### Excerpted text:
Originally from Ukraine, Pechenin moved to Moncton nearly eight months ago and he says the cost of food his higher than he expected.

He’s now one of hundreds who lean on the Peter McKee Community Food Centre for help.

“I can’t buy everything I want, I just buy what I need to. I’m going to the foodbank to get some basic stuff like bread and pasta, sauce,” he said. “It’s much better because from the food bank I have some special products that usually I don’t buy so I can cook something special.”

Overall, the need for help is rising.

General manager Christine Taylor says each day the food bank sees an influx in clients – numbers that don’t compare to previous years.

“We’re around 200 people a day, 200 clients a day. Last year was between 80-85. That was busy and then it’s steadily been climbing every month and now there’s been a couple of days where we’ve gone over 200 people,” said Taylor.

Taylor noted these numbers only take into consideration Moncton residents who are looking for help, not the tri-community that includes Riverview and Dieppe.

As of Thursday afternoon, Taylor said there are more than 90 applications waiting to be processed and that doesn’t include any that might have come in Wednesday night or during the day on Thursday.

“Right now we’re struggling every day to get caught up,” she said. “[Wednesday], for the first time, we could not close at lunch time for the volunteers to have their lunch break. We actually didn’t get to shut down until 12:30 and that’s the first time that’s ever happened here.”

More than ever, the centre needs community support.

Taylor says there is a big focus being put on fundraising right now to make sure there’s enough food on the shelves to meet the growing need.

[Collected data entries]
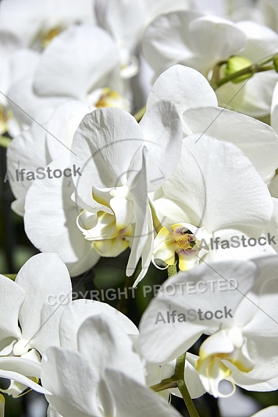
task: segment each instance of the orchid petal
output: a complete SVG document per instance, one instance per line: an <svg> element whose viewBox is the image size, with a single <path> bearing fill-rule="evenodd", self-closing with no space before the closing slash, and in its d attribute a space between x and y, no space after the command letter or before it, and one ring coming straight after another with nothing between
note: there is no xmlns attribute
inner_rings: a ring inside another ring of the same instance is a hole
<svg viewBox="0 0 278 417"><path fill-rule="evenodd" d="M116 322L127 334L139 334L136 326L126 316L108 304L92 300L76 300L69 304L62 314L60 324L61 346L77 350L77 332L89 317L101 314Z"/></svg>

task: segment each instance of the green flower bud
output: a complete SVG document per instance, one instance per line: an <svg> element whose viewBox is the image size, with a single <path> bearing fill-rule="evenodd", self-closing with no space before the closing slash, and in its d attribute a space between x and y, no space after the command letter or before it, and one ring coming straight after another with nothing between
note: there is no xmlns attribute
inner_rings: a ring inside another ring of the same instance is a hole
<svg viewBox="0 0 278 417"><path fill-rule="evenodd" d="M225 68L225 76L229 76L241 71L245 68L247 68L252 65L252 62L250 59L245 56L239 56L238 55L233 55L230 56L227 60L227 66ZM252 76L253 74L245 74L236 77L234 80L231 80L232 83L241 83L245 81Z"/></svg>
<svg viewBox="0 0 278 417"><path fill-rule="evenodd" d="M278 72L278 57L275 56L273 60L274 67L275 68L276 72Z"/></svg>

### Exercise instructions:
1. Reproduce the passage from the Moncton food bank text, starting with "Taylor noted these" and going on through "Riverview and Dieppe.".
2. In the Moncton food bank text, how many applications were waiting to be processed as of Thursday afternoon?

### Problem solutions:
1.
Taylor noted these numbers only take into consideration Moncton residents who are looking for help, not the tri-community that includes Riverview and Dieppe.

2. More than 90